» **What is being asked**
For the records below, reproduce exactly the line that contains "[[259, 122], [64, 189], [75, 111]]" and all subsequent lines, with nothing left out and nothing added.

*** Extracted records ***

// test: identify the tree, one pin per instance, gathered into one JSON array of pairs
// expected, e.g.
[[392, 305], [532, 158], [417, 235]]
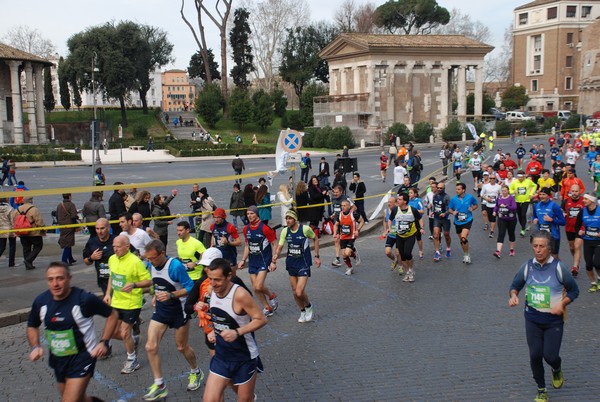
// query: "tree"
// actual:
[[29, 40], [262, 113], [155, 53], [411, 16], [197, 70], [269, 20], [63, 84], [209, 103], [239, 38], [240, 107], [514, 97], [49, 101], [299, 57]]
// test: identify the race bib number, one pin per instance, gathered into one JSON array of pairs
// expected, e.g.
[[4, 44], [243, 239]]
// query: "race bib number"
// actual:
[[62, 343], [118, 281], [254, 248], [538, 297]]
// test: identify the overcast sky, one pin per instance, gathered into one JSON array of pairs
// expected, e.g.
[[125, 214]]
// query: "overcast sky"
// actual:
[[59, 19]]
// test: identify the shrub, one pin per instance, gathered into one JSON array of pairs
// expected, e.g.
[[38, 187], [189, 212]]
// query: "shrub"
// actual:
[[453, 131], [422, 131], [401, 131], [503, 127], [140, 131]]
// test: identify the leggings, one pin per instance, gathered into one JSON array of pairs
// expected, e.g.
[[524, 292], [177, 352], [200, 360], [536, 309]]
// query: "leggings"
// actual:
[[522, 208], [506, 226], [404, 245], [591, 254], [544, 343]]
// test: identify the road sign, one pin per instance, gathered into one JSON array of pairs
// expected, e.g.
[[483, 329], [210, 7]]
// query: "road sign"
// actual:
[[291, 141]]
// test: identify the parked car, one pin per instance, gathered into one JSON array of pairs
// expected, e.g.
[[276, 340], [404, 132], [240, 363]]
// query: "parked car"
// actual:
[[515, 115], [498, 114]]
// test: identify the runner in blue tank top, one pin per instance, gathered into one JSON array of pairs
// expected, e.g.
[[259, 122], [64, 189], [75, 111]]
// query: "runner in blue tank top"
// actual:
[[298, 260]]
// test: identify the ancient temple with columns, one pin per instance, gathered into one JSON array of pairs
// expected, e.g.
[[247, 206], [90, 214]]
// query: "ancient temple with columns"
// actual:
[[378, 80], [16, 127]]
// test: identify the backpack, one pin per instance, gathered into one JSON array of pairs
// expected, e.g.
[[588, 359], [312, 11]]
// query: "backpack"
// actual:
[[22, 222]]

*** End of Extracted records ***

» **Result below**
[[259, 122], [64, 189], [75, 111]]
// query: "runner in blue tank top"
// actual:
[[298, 260]]
// test: identify the ancient temple with columns, one pin per instance, gathered into one JSON array of pairs
// expected, e.g.
[[247, 206], [90, 214]]
// query: "ancient temple with columns"
// actual:
[[378, 80], [16, 127]]
// test: identify the backpack, one pin per instance, gathered into one JSON array of pairs
// expected, e.g.
[[588, 359], [312, 11]]
// query: "backpack"
// actual:
[[22, 222]]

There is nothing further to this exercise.